§ What you should do: Could you retype this part of the listing without changing anything, starting with the line with "Find the column" and going on through the line with "Outlines of the column", and leave the pictures out of your answer?

>> START

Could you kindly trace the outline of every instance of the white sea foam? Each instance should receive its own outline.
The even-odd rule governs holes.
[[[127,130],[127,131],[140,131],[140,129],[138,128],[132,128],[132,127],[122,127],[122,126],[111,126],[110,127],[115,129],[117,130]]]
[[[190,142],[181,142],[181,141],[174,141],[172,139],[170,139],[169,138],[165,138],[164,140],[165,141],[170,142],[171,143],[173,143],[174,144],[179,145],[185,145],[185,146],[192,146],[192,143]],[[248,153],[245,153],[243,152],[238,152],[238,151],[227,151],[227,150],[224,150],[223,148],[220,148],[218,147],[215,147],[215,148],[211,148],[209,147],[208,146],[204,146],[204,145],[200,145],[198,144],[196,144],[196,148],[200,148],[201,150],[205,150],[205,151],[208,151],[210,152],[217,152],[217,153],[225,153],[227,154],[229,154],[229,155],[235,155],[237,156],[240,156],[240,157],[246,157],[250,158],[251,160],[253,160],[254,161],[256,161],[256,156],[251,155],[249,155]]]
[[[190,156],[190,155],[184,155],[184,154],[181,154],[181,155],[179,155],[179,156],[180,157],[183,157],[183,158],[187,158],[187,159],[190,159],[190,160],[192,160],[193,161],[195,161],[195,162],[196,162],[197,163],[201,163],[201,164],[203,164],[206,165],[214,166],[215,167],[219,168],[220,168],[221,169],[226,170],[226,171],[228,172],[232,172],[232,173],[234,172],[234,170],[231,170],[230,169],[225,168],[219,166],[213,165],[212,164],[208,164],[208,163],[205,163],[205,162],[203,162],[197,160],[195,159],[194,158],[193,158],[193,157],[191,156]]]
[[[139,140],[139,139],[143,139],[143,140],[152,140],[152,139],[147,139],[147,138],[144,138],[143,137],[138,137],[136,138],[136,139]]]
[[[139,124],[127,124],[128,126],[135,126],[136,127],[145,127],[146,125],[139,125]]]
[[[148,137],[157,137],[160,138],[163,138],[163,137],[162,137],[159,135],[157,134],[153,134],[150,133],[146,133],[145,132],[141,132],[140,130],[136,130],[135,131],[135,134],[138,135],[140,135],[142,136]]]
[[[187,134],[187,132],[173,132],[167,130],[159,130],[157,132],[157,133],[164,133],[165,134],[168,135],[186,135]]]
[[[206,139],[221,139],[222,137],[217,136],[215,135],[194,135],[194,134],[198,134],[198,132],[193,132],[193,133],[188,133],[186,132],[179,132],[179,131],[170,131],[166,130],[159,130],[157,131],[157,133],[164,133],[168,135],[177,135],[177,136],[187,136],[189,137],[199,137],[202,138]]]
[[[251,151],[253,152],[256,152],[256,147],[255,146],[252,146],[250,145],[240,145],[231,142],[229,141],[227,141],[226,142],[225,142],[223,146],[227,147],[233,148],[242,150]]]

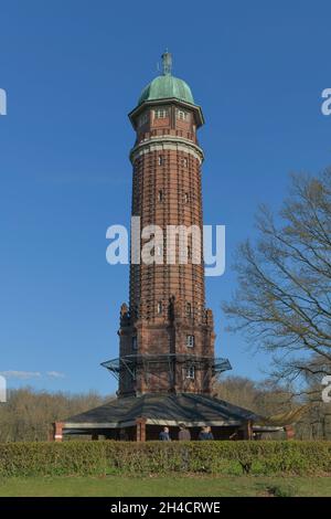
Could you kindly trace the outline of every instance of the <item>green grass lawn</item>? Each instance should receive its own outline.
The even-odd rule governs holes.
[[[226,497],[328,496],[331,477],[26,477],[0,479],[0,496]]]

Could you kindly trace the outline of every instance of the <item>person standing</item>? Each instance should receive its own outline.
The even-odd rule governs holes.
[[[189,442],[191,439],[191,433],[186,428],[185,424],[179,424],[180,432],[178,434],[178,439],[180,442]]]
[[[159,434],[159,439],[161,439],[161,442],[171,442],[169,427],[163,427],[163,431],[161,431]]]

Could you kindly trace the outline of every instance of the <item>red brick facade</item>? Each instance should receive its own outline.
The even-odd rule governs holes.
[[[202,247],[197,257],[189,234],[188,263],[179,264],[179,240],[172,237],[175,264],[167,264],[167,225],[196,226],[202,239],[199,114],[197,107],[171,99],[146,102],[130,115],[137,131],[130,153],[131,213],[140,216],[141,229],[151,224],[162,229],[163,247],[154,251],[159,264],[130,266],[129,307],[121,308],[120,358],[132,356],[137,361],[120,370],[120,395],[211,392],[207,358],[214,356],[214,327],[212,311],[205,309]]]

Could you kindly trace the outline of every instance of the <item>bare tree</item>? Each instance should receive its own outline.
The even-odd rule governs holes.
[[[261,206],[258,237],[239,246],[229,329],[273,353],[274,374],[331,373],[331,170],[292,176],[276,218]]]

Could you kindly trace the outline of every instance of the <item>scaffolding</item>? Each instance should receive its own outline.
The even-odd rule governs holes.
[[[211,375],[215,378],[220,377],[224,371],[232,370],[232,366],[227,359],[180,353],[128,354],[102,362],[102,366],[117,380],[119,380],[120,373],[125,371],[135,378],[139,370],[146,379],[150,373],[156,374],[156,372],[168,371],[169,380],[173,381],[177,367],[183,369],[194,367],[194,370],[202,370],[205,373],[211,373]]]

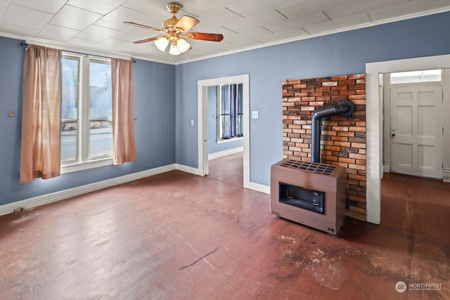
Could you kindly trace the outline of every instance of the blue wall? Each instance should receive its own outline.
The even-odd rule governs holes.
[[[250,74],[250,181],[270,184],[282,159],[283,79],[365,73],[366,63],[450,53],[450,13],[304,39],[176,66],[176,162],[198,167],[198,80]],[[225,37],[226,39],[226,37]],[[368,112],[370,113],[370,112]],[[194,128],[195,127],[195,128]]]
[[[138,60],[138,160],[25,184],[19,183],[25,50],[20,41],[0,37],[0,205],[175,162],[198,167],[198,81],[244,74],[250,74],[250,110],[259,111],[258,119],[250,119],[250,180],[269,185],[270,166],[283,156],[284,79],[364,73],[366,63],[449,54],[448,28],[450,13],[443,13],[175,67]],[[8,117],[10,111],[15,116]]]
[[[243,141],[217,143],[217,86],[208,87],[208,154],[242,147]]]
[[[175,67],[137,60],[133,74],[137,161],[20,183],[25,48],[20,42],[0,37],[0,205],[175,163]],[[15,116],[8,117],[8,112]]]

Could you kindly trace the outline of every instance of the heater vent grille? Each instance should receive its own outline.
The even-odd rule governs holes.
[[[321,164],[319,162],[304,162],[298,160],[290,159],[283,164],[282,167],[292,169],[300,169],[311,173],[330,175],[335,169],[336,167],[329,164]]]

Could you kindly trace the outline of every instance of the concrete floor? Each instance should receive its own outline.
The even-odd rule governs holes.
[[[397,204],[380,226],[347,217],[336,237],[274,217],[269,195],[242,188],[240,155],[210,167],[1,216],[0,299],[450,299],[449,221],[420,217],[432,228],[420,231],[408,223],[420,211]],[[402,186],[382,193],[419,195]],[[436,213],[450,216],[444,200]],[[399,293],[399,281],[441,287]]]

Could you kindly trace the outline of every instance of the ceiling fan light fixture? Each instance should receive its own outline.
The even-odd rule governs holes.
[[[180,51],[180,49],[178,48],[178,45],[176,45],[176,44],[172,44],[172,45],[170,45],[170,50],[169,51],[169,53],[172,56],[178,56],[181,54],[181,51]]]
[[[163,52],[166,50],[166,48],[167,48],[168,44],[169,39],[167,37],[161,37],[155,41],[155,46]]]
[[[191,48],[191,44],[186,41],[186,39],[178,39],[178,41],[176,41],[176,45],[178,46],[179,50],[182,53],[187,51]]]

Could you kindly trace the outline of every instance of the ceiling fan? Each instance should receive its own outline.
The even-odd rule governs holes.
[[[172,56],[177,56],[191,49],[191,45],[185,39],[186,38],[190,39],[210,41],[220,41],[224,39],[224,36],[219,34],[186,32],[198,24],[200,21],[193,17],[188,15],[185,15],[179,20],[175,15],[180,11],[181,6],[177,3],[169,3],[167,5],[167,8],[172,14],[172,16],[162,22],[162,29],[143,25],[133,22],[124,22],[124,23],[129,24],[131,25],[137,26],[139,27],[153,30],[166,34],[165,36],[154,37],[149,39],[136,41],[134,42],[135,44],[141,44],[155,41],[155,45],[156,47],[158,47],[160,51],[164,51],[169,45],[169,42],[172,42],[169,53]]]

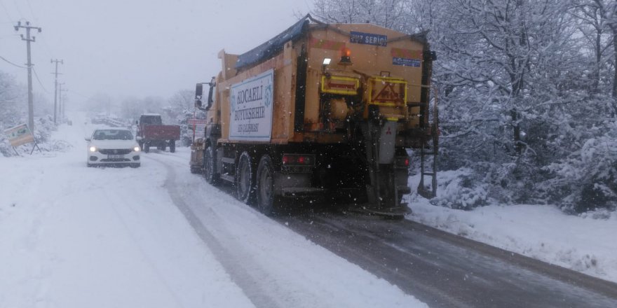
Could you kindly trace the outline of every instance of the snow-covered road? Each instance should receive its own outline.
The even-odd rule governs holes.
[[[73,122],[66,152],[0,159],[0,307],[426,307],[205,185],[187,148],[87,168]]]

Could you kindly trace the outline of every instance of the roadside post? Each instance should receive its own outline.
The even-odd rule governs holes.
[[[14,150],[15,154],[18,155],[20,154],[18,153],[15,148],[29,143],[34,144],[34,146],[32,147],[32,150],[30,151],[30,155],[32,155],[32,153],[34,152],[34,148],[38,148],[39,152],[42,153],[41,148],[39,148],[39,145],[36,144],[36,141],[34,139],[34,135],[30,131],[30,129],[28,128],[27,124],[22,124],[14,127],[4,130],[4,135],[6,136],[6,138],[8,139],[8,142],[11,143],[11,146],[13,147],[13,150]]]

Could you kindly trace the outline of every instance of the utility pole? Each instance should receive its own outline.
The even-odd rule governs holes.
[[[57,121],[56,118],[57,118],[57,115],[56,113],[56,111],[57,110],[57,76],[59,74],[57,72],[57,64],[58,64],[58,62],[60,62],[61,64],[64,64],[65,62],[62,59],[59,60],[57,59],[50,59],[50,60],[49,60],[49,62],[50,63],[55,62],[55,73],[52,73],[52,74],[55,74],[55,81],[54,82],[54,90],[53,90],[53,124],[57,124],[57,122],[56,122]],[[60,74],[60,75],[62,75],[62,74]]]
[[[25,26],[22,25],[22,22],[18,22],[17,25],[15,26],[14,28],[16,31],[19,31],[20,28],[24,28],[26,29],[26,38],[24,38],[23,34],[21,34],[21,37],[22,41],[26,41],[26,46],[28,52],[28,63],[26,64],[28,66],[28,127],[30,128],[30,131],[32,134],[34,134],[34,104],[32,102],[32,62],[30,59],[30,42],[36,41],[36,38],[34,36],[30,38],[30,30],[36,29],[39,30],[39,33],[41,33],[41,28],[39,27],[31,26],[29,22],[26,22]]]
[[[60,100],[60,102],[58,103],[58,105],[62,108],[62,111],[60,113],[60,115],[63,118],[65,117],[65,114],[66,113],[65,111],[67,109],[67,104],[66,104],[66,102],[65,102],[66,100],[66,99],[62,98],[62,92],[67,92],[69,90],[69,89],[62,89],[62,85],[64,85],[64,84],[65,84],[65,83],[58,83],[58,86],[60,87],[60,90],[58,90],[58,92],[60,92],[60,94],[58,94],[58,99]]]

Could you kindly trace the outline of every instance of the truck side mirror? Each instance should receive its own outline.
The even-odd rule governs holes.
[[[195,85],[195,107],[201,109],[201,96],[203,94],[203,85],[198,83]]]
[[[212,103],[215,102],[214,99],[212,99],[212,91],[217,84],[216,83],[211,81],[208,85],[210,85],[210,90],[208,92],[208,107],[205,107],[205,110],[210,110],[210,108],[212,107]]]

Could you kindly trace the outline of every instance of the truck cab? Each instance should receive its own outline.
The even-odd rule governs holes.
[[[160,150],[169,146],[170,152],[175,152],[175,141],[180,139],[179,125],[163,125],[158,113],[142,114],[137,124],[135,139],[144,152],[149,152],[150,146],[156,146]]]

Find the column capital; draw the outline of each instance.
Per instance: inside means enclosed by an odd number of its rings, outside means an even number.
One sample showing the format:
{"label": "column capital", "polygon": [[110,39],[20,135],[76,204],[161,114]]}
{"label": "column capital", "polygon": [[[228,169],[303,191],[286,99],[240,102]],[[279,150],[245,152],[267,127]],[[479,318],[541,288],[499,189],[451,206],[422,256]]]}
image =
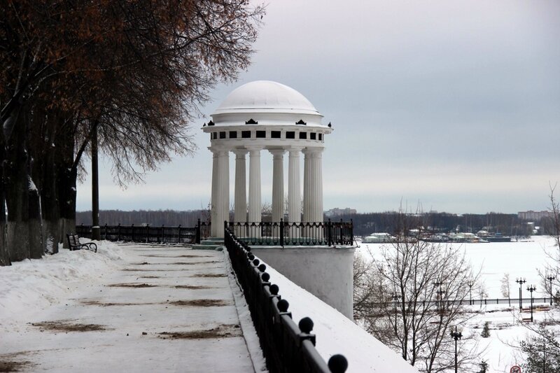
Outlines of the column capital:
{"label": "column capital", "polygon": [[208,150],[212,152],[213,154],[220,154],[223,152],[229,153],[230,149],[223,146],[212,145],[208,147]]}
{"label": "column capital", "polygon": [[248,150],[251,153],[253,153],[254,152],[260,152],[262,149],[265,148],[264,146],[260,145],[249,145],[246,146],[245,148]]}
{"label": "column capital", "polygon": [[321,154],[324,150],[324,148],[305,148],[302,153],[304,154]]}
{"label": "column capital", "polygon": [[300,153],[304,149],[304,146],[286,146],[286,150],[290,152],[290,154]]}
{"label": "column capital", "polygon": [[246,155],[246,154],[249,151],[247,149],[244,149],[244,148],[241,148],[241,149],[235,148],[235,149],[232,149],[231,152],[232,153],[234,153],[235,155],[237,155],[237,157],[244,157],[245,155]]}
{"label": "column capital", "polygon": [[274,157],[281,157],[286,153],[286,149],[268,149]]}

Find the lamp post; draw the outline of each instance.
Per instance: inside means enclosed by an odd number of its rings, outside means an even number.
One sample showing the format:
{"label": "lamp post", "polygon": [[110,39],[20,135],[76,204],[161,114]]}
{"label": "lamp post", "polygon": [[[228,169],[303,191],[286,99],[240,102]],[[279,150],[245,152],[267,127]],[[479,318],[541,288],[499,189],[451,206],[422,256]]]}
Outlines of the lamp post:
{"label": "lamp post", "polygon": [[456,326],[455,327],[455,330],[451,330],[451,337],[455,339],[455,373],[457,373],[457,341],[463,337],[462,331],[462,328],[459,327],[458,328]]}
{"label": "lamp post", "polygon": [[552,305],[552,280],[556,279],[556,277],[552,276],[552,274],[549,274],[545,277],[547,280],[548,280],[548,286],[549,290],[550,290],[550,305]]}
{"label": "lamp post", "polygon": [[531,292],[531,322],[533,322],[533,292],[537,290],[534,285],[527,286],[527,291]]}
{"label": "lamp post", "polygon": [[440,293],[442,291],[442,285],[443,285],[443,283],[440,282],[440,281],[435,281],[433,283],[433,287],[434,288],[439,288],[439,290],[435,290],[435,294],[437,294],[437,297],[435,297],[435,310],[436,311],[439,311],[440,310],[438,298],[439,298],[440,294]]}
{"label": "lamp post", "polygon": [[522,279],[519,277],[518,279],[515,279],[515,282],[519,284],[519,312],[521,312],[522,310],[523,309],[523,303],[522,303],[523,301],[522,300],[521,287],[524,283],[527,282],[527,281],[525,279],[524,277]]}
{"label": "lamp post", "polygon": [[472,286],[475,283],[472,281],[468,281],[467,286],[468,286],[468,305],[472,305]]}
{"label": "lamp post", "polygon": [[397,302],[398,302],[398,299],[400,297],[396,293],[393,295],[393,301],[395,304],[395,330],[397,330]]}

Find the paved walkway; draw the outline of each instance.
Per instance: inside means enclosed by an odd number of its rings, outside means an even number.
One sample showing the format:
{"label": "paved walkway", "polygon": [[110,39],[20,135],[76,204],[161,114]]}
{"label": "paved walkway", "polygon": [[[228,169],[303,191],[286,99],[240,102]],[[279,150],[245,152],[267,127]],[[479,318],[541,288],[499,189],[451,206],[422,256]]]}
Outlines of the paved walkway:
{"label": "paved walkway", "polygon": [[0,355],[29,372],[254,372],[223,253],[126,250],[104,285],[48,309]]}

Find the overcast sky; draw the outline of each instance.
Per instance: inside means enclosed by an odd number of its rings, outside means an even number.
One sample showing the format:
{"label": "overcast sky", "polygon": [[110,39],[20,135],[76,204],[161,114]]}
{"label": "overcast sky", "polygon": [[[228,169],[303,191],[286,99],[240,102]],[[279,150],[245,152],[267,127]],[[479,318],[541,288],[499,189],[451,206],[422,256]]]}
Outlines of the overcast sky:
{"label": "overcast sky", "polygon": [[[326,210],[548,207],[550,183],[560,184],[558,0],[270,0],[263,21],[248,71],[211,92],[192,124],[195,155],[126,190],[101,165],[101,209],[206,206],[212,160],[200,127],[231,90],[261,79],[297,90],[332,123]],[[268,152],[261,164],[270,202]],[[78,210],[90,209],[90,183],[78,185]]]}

>> END

§ Exercise output:
Find the column capital; draw the outline of each instance.
Per instance: inside means enclosed by an odd number of its rings, outside means an even number.
One sample showing the format:
{"label": "column capital", "polygon": [[110,39],[20,135],[76,204],[161,114]]}
{"label": "column capital", "polygon": [[[228,169],[303,191],[286,99],[240,102]],[[279,150],[245,152],[267,127]],[[479,318],[541,288],[499,189],[451,206],[422,256]]]}
image =
Outlines of the column capital:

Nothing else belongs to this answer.